▶ **Given problem**
Count the lines in the rows below that contain the string "grass", and reply with only that number.

┌─ Dataset rows

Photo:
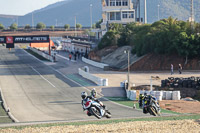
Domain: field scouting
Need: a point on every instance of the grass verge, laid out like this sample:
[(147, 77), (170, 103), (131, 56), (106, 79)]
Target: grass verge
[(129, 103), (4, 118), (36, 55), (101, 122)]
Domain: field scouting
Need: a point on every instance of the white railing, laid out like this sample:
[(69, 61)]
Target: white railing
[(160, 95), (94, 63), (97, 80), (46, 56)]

└─
┌─ Dataset rows

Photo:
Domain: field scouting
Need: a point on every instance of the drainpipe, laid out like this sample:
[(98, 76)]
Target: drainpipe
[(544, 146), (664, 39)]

└─

▶ **Answer to this task**
2